=== As tarefas ===
**A.** Liste os fatores dos quais, segundo o texto sobre o mercado solar, o mercado depende.
**B.** De acordo com a estimativa do governo citada no texto sobre o mercado solar, em que ano o limite de 3,5 GW será atingido?

=== Texto do documento ===
────────────────
Com o setor solar oferecendo um argumento econômico sólido, Meyer acredita que a estimativa do governo de que o limite de 3,5 GW será atingido em 2022 está subestimando a taxa de instalações em alguns anos. “Até o final de 2020, no entanto, os custos de sistema fotovoltaico, módulo e BoS [balança de sistema] devem cair mais 5 a 10% e determinar outro impulso no mercado”, afirmou ele. “Isso também pode impulsionar a venda de baterias”.
Uma mudança gradual pode ser melhor
Segundo Marcio Takata, CEO da consultoria brasileira Greener, o segmento de geração distribuída continua sendo a melhor fonte de negócios no mercado solar brasileiro. “Esperamos que as novas mudanças nas regras de geração distribuída forneçam uma estrutura clara para o desenvolvimento do segmento”, afirmou. “O mercado depende de volumes de crescimento, uma cadeia de suprimentos eficiente e empreendedores bem preparados, e agora pode melhorar sua curva de aprendizado, o que é crucial para trazer os benefícios da tecnologia solar para os consumidores finais”.
────────────────
=== Itens do conjunto de dados ===
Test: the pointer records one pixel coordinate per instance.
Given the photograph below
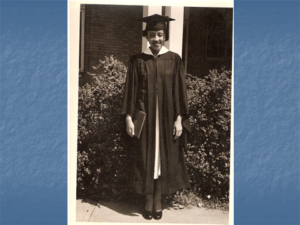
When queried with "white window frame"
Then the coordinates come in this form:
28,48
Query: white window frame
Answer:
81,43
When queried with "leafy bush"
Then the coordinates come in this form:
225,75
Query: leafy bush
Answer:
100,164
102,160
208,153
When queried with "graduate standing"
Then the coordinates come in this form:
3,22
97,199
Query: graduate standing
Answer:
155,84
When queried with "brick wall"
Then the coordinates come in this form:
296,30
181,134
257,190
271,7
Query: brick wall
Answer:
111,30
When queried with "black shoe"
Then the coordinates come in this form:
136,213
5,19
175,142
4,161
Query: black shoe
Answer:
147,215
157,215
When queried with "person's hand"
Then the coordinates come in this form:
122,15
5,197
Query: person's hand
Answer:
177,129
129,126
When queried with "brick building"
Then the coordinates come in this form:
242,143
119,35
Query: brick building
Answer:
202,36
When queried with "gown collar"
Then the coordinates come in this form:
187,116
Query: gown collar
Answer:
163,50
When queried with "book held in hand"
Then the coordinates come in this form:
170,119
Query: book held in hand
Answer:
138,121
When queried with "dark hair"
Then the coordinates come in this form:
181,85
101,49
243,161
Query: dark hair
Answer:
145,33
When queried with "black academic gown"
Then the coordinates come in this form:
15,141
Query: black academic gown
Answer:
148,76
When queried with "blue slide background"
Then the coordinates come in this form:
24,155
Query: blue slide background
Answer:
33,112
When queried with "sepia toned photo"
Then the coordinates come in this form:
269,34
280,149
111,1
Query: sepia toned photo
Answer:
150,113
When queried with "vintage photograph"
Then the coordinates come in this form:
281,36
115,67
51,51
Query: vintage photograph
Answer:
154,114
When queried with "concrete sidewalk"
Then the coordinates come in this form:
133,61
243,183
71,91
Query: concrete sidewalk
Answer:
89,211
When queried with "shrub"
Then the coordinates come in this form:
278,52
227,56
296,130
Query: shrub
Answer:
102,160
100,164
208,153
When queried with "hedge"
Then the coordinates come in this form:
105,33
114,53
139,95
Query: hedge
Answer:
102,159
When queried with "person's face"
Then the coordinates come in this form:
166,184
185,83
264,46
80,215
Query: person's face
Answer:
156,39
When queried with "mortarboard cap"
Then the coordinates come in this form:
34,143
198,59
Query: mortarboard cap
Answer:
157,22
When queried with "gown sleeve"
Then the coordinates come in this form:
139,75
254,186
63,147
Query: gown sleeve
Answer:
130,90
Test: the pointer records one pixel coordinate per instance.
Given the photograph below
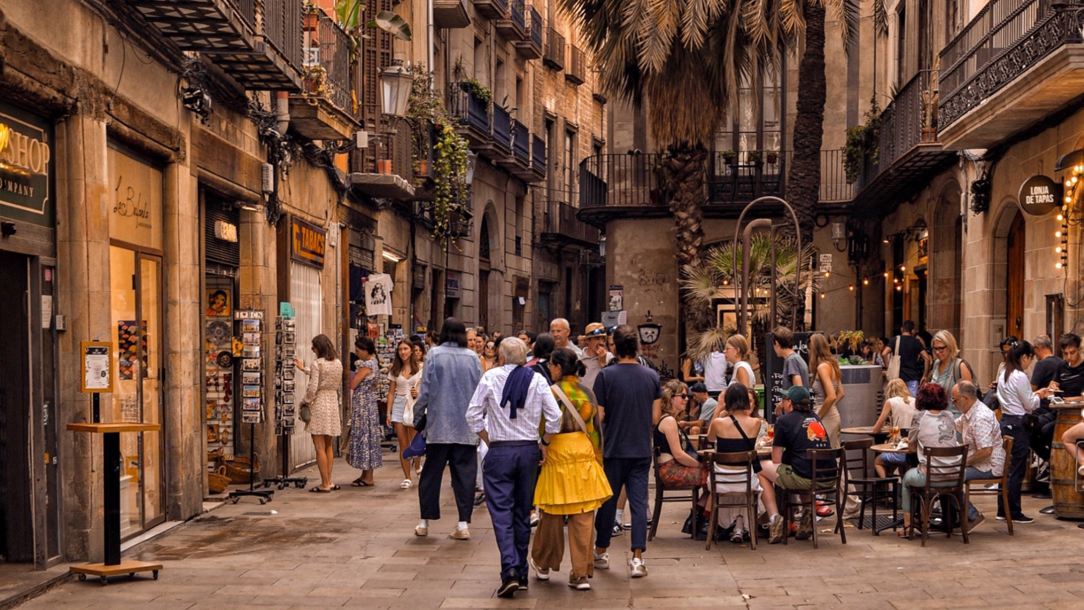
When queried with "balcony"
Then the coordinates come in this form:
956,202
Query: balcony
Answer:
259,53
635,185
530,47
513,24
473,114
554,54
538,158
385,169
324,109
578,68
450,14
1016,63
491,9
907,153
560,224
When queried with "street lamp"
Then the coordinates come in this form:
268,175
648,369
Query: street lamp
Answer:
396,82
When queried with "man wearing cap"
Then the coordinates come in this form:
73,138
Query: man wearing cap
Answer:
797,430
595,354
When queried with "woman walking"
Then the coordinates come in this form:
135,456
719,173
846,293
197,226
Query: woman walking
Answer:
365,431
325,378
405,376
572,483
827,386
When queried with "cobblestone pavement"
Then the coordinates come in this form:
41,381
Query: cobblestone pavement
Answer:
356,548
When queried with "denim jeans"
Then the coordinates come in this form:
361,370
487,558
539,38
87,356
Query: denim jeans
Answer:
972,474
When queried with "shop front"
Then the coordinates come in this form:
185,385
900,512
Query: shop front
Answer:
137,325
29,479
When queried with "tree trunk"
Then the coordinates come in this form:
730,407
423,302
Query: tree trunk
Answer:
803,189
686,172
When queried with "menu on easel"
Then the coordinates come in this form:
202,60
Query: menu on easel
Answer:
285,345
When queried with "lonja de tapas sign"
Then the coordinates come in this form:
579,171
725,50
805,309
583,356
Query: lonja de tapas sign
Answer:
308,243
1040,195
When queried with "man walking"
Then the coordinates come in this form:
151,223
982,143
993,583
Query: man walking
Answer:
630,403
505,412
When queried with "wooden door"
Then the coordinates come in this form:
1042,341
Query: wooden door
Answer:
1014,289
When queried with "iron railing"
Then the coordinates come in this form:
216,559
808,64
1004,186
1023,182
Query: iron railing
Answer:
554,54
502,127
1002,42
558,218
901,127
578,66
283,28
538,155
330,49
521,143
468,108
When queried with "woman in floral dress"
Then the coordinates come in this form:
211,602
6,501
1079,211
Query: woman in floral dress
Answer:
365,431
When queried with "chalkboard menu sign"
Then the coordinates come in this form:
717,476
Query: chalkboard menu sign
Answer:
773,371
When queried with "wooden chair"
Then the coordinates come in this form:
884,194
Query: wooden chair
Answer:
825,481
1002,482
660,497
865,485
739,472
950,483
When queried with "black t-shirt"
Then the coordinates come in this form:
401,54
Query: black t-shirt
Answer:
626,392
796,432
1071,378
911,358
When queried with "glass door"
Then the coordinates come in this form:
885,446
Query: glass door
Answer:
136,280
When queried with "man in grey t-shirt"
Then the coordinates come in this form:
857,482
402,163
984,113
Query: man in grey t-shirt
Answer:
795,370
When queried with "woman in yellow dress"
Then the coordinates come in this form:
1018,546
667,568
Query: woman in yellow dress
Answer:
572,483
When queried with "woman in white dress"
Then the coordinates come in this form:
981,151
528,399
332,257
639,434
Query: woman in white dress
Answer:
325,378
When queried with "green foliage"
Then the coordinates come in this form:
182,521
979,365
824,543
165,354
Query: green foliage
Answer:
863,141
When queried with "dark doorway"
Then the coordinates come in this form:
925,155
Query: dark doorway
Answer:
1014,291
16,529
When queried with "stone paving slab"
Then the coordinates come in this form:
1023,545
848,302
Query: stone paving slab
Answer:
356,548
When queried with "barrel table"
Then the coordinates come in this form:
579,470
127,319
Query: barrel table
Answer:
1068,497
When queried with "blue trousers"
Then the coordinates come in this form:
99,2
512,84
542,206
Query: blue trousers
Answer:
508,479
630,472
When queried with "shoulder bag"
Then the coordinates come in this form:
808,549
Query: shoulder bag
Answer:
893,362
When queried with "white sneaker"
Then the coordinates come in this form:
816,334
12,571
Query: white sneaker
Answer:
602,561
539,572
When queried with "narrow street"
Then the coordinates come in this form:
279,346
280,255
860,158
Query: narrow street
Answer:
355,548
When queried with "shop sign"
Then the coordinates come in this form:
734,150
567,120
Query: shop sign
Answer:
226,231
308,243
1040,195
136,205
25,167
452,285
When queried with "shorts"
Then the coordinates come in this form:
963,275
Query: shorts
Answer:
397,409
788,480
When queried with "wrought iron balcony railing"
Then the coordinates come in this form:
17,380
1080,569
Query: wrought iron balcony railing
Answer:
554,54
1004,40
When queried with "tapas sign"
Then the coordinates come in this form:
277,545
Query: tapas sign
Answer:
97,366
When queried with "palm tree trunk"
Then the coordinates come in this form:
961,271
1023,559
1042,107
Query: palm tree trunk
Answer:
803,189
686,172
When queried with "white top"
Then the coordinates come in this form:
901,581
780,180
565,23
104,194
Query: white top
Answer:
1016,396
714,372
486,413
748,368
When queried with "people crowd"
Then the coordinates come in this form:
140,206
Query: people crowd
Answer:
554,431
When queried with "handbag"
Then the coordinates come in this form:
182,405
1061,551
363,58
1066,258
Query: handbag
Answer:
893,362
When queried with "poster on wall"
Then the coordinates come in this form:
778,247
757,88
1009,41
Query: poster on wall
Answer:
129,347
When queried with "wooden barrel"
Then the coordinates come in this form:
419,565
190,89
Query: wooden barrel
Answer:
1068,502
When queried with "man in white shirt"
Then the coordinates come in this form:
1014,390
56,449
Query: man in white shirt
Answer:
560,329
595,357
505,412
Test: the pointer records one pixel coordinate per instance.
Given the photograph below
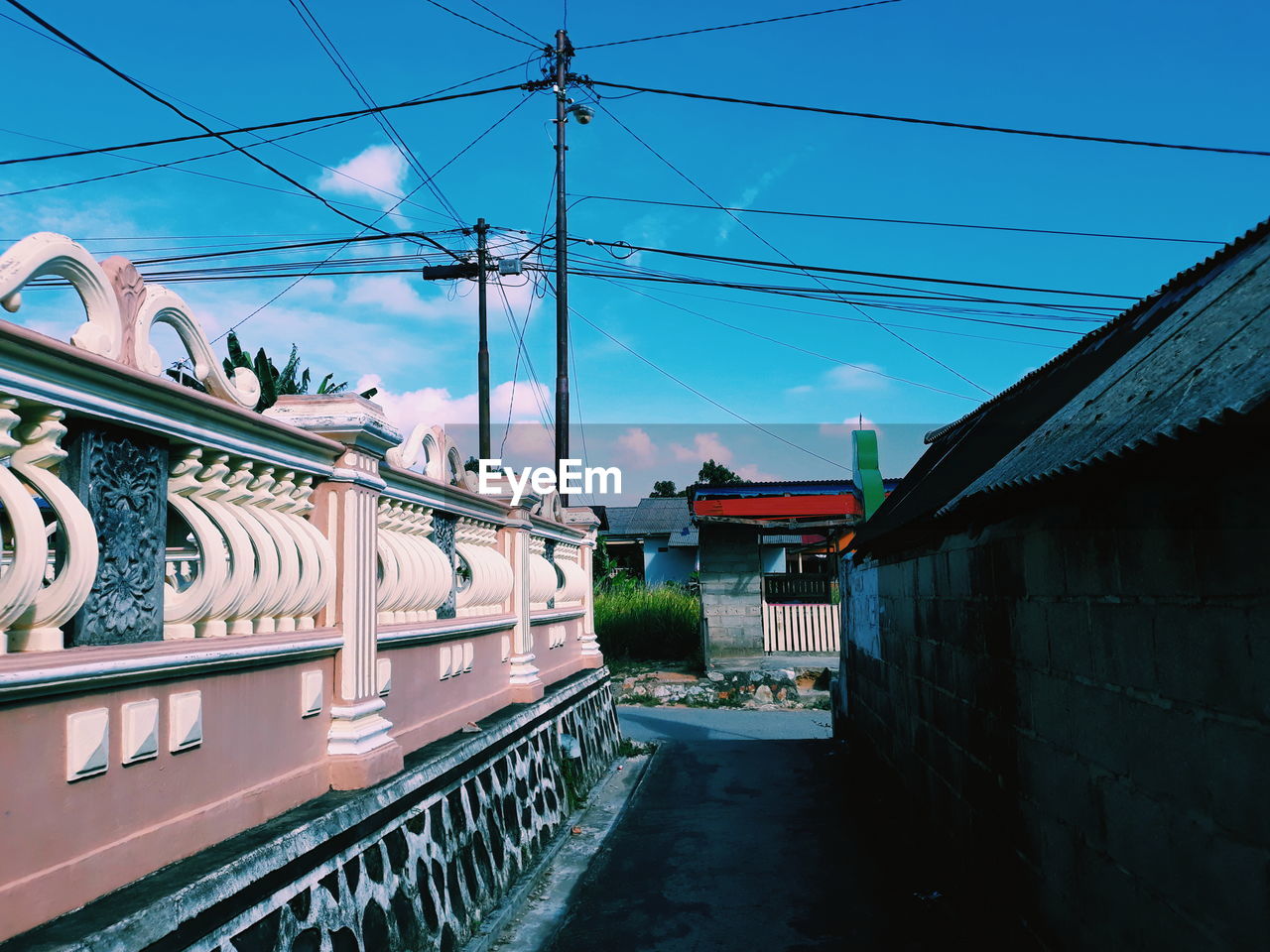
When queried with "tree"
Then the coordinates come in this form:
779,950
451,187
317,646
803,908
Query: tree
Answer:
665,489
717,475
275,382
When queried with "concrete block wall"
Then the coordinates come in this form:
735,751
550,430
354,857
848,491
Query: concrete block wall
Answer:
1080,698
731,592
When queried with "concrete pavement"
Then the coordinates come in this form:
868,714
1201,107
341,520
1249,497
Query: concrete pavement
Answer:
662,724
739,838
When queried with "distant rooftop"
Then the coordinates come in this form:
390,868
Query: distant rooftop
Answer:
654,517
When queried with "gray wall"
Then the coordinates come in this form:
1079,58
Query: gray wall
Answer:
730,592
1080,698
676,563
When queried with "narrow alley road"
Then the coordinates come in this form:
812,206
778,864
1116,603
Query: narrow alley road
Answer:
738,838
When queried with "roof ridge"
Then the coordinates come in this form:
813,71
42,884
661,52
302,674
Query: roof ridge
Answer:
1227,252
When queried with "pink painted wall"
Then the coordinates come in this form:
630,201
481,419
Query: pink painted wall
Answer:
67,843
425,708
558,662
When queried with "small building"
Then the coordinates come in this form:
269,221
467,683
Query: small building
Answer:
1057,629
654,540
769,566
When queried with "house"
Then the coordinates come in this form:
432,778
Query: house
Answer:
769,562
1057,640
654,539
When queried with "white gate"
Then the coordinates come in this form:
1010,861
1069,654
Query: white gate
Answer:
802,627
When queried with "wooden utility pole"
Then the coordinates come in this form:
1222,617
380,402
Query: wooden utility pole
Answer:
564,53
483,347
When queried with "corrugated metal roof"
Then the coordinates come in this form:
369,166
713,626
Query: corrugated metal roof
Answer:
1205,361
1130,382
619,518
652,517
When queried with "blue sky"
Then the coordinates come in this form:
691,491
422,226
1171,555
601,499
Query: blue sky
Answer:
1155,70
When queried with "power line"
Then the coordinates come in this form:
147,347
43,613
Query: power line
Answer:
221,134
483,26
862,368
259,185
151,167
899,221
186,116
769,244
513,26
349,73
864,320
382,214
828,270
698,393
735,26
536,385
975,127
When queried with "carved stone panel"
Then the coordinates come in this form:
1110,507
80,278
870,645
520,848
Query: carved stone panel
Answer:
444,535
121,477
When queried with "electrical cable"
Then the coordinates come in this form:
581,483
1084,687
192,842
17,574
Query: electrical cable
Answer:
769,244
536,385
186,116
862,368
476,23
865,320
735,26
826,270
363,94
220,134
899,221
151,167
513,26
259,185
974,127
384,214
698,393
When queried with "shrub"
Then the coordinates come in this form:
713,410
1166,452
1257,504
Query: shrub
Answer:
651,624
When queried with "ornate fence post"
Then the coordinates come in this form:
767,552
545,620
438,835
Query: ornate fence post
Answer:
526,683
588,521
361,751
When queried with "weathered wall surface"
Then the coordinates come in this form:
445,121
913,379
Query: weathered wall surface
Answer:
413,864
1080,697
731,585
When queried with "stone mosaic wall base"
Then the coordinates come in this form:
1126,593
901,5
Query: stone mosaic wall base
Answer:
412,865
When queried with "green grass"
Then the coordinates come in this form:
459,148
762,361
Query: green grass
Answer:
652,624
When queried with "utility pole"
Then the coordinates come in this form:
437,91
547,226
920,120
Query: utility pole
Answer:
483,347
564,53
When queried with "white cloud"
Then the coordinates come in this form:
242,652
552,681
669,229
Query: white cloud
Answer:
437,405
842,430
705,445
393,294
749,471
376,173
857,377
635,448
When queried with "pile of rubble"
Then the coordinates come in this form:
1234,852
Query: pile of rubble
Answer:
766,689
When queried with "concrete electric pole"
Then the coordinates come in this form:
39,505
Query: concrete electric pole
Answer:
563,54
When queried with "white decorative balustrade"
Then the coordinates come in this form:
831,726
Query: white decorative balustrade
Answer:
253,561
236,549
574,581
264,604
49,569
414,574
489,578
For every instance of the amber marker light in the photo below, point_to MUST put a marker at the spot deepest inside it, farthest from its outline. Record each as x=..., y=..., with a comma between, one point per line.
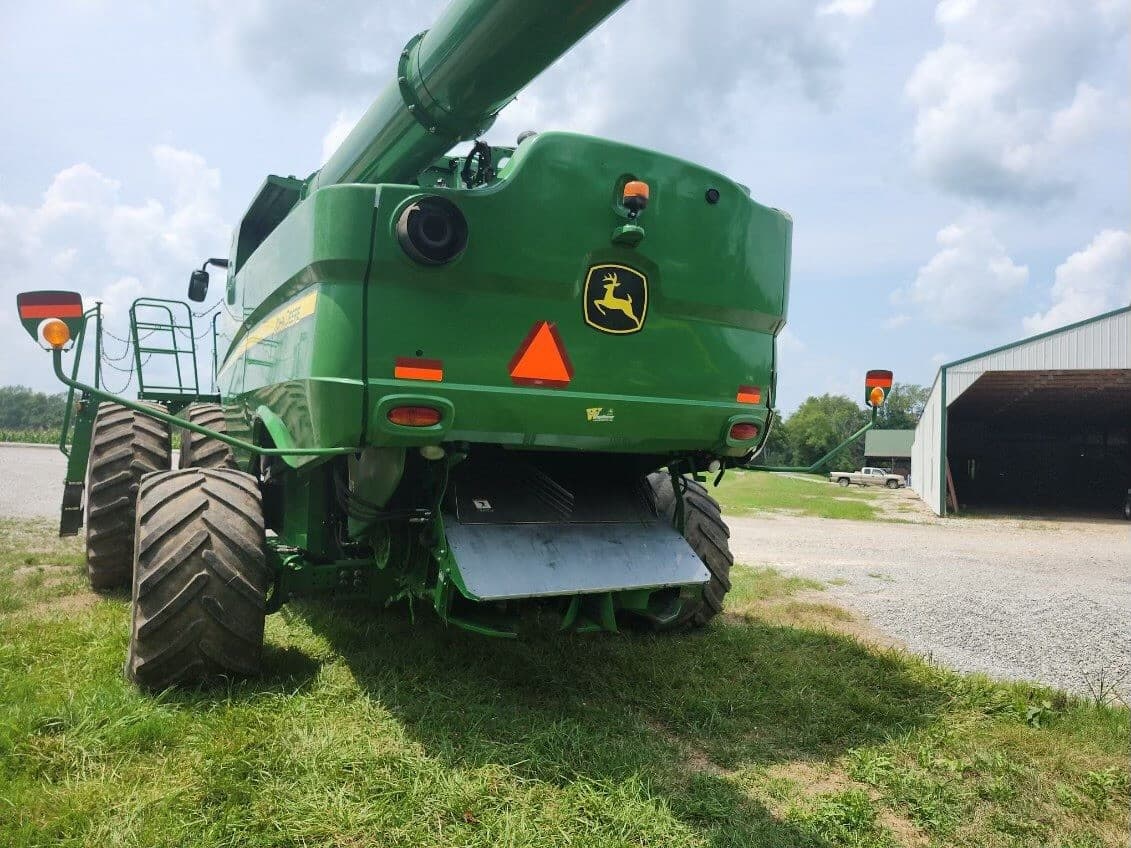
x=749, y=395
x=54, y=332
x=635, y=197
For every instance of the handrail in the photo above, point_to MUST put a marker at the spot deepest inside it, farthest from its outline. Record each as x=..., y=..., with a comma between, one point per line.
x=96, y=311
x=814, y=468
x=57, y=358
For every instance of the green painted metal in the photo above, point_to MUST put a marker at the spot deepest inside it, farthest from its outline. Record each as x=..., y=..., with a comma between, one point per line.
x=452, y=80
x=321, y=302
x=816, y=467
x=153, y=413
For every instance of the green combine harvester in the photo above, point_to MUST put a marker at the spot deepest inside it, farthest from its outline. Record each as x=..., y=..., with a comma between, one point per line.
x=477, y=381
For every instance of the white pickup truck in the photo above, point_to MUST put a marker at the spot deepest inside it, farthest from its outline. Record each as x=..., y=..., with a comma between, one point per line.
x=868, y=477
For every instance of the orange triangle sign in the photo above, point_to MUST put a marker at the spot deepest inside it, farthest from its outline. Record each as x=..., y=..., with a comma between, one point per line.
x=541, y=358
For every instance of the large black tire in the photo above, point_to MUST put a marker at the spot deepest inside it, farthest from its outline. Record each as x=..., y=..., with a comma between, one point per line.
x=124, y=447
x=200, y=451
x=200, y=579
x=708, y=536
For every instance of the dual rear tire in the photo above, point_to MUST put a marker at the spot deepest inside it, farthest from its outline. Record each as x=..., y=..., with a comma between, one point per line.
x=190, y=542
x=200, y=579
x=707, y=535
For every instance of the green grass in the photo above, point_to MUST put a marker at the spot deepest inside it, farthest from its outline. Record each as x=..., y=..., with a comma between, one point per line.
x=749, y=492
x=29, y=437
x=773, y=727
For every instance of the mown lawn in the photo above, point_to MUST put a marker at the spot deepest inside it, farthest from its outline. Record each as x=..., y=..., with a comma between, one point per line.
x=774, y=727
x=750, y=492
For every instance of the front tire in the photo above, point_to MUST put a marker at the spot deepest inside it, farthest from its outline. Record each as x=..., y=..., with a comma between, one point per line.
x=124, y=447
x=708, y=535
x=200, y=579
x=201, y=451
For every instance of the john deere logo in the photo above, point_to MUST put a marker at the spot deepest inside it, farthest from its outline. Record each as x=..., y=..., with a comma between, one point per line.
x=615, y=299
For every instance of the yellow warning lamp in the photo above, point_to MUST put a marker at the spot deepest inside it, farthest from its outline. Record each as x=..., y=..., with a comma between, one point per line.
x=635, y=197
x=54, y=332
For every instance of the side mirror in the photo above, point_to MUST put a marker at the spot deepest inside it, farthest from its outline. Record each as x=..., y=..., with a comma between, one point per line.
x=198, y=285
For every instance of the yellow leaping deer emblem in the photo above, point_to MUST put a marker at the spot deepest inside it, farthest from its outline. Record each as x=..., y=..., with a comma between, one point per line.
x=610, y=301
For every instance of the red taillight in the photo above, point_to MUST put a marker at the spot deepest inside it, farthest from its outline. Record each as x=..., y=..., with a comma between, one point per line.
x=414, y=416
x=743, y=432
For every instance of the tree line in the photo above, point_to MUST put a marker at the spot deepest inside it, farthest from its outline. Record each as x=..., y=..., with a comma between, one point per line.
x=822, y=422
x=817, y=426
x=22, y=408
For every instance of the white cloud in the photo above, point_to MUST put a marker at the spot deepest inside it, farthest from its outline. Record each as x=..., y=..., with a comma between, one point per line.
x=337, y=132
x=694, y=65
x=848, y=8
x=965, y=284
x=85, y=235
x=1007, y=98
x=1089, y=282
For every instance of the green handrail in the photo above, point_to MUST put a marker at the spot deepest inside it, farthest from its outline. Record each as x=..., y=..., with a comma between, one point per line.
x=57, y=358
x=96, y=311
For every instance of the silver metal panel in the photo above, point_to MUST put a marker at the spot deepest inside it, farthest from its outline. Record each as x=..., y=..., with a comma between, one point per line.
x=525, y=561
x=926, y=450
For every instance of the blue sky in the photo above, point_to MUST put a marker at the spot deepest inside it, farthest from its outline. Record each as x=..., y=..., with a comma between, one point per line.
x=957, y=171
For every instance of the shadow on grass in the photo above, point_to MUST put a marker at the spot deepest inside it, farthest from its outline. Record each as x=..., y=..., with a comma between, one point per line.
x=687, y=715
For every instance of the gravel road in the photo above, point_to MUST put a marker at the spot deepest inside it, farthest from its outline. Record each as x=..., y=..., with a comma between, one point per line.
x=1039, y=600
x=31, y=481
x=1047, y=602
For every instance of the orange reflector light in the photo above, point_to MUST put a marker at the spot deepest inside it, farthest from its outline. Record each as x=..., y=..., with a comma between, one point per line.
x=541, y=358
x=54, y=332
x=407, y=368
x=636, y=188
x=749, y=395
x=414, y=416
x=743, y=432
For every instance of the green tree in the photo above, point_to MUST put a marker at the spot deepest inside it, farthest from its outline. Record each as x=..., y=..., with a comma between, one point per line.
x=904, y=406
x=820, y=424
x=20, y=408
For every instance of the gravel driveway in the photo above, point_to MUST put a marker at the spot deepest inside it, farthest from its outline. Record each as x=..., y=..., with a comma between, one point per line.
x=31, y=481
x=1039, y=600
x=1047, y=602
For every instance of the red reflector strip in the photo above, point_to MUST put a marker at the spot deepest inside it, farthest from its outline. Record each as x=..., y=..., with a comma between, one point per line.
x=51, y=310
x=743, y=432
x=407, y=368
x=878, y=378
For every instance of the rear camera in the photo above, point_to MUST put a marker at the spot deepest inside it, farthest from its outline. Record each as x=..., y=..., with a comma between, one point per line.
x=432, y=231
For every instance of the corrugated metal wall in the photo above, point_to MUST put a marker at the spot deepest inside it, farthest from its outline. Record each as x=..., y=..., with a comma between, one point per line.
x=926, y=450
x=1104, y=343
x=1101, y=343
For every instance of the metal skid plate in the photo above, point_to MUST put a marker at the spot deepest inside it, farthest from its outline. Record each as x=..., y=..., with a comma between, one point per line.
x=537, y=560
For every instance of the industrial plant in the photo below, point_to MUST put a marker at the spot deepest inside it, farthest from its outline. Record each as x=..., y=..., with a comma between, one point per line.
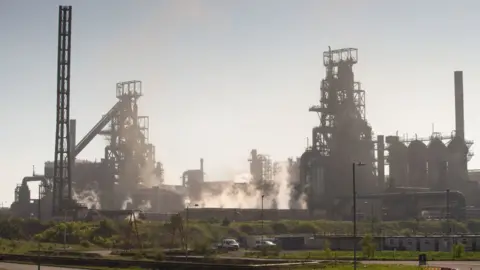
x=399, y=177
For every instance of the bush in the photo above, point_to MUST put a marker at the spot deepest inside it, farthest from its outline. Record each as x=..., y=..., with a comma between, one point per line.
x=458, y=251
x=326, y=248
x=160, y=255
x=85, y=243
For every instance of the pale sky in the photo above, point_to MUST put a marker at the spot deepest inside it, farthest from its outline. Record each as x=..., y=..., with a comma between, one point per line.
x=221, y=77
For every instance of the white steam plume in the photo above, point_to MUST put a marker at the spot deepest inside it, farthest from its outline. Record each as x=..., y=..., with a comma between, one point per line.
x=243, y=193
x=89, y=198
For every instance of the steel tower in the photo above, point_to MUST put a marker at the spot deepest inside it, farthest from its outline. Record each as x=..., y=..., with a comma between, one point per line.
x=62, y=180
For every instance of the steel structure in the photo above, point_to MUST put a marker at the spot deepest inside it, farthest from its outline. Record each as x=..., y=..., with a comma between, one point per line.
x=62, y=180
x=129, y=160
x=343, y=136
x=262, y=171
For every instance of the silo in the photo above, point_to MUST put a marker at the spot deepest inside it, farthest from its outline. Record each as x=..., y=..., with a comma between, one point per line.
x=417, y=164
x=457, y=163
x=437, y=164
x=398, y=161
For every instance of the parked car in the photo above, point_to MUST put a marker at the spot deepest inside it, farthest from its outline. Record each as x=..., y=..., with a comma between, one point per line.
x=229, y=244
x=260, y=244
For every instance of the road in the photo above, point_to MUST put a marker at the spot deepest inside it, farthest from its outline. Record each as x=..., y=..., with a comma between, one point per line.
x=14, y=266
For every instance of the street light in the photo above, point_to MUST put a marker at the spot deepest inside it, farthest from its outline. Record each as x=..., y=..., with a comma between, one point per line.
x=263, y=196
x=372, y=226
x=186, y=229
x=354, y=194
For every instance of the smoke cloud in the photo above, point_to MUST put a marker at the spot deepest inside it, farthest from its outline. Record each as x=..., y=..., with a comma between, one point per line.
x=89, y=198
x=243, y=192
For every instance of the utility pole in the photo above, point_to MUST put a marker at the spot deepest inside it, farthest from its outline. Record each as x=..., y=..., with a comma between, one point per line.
────────────────
=== Respostas abaixo ===
**A.**
Volumes de crescimento
Uma cadeia de suprimentos eficiente
Empreendedores bem preparados

**B.** Em 2022.